Directions: Provide an exact repetition of every entry, with no word altered.

Provided records:
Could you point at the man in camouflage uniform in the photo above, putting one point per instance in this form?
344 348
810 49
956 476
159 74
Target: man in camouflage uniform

Answer to the exercise:
Could you point at the man in camouflage uniform in the photo above, putting one point per instance in this form?
344 348
810 49
956 476
159 74
Target: man in camouflage uniform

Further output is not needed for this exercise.